GOAL OF THE EXERCISE: Transcribe each record as written.

Entries taken from a collection:
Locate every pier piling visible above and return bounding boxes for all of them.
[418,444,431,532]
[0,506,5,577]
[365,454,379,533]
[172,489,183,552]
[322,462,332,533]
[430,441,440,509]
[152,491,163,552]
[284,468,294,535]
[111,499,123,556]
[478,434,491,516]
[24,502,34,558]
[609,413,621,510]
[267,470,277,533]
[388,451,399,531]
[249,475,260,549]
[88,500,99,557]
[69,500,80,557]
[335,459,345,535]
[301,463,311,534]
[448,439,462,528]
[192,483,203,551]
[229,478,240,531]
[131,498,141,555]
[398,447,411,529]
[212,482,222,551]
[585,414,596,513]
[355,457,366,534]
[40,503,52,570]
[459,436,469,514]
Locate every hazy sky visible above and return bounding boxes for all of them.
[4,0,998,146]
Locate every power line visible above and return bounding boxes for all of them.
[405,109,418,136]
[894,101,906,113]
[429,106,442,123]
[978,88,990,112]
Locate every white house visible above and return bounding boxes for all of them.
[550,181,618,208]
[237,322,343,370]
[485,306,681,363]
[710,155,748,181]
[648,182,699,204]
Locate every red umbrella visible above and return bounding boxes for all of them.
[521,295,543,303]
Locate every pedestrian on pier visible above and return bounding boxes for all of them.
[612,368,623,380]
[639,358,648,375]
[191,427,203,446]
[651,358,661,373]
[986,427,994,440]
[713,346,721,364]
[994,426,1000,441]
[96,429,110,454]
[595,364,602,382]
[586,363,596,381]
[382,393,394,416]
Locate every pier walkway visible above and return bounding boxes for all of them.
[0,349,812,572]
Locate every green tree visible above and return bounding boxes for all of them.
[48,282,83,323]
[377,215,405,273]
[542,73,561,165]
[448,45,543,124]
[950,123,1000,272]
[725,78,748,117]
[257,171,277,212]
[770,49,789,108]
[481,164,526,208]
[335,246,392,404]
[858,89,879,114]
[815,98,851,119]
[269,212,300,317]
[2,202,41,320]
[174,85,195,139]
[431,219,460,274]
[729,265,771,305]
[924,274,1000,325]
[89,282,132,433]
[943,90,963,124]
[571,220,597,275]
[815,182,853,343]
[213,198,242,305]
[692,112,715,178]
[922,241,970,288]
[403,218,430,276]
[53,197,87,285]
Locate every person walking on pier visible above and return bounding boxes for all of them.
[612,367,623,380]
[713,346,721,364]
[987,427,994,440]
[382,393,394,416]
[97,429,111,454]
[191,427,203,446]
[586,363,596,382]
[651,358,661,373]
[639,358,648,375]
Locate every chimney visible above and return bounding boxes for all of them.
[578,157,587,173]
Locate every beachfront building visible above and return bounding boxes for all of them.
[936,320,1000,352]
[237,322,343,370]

ANSWER FOR THIS EXERCISE:
Locate every pier piling visible above and return bounding boxes for all of them.
[418,444,431,532]
[0,506,5,577]
[365,454,379,533]
[172,489,183,552]
[322,462,332,533]
[430,441,440,509]
[152,491,163,552]
[284,468,294,535]
[111,499,123,556]
[478,434,491,516]
[24,502,34,558]
[609,413,621,510]
[267,470,277,533]
[388,451,399,531]
[249,475,260,549]
[88,500,99,557]
[69,500,80,557]
[335,459,345,535]
[301,463,311,534]
[448,439,462,528]
[192,483,203,551]
[229,478,240,531]
[131,498,141,555]
[398,447,411,529]
[212,482,222,551]
[585,414,596,513]
[355,457,366,534]
[40,503,52,570]
[459,436,469,514]
Locate every hazy sky visible above and return bounding boxes for all of them.
[4,0,998,146]
Locate every power line visible above and return bounding boxes for all of them.
[405,109,418,136]
[894,101,906,113]
[429,106,442,123]
[978,88,990,112]
Locate every white house visible above and return bounding boxes for all of them.
[550,181,618,208]
[237,322,343,370]
[485,306,681,363]
[710,155,748,181]
[648,182,699,204]
Locate every red umbrella visible above and return bounding boxes for all of them.
[521,295,543,303]
Locate every pedestrian on pier visible above and return bounding boxes for all of them.
[612,368,623,380]
[639,358,648,375]
[191,427,203,446]
[651,358,661,373]
[986,427,994,440]
[713,346,721,364]
[994,426,1000,441]
[96,429,110,454]
[595,364,602,382]
[586,363,596,381]
[382,393,394,416]
Locate every pier walkway visible above and return bounding boxes for all of them.
[0,349,812,572]
Locate every green tree visible above and return bounding boxes for all of them.
[48,282,83,323]
[377,215,405,273]
[542,73,561,165]
[448,45,543,124]
[950,123,1000,272]
[725,78,748,117]
[257,171,277,212]
[770,49,789,108]
[481,164,526,208]
[335,246,392,404]
[858,89,879,114]
[815,98,851,119]
[269,212,300,317]
[2,202,41,320]
[174,85,195,139]
[431,219,460,274]
[729,265,771,305]
[924,274,1000,325]
[89,282,132,433]
[943,90,963,124]
[571,220,597,275]
[815,182,853,343]
[213,198,242,305]
[692,112,715,178]
[922,241,970,288]
[403,218,430,276]
[53,197,87,285]
Locate every person walking on pier visible above and return bounding boxes for all of them.
[612,367,623,380]
[713,346,721,364]
[987,427,994,440]
[382,393,394,416]
[97,429,111,454]
[191,427,203,446]
[586,363,596,382]
[651,358,661,373]
[639,358,648,375]
Locate every chimney visible above and return bounding boxes for all of them.
[578,157,587,173]
Locate every beachfront building visible above and return bounding boxes for all of them.
[936,320,1000,352]
[237,322,343,370]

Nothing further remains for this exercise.